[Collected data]
== Segment start ==
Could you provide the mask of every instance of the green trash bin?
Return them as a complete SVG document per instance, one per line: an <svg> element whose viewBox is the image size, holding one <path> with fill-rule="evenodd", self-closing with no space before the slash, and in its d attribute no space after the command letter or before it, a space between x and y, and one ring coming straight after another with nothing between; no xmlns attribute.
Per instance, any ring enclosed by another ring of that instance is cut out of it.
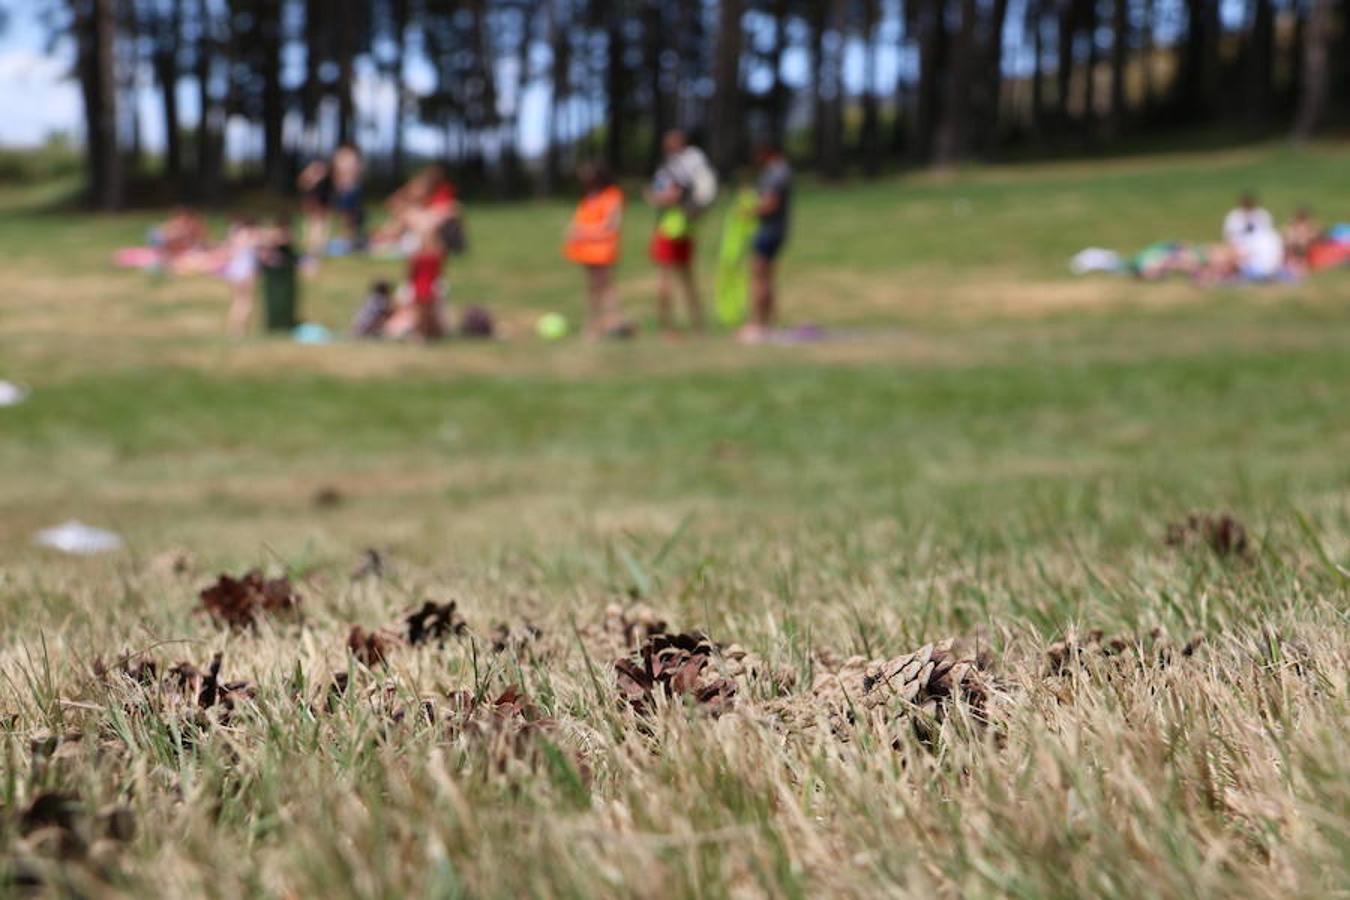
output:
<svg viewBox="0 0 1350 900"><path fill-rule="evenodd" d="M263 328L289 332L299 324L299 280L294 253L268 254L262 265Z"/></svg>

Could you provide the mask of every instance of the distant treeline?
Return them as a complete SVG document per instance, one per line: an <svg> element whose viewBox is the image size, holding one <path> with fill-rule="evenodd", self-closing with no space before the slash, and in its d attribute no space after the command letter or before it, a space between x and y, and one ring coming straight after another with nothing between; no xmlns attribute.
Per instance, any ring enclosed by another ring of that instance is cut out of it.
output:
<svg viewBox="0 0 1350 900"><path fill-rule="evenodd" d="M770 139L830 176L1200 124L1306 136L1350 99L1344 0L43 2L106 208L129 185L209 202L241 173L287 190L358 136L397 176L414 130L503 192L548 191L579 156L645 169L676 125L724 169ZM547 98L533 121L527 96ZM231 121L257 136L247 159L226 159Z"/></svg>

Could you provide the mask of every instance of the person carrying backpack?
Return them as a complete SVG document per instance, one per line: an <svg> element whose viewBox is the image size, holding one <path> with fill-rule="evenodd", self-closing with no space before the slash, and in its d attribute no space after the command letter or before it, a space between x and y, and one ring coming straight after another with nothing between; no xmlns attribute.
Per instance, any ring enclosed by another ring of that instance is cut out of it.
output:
== Segment end ==
▶ **What to produce**: State only the number of lines above that contain the word "mask".

▶ **Solution to the exercise**: 3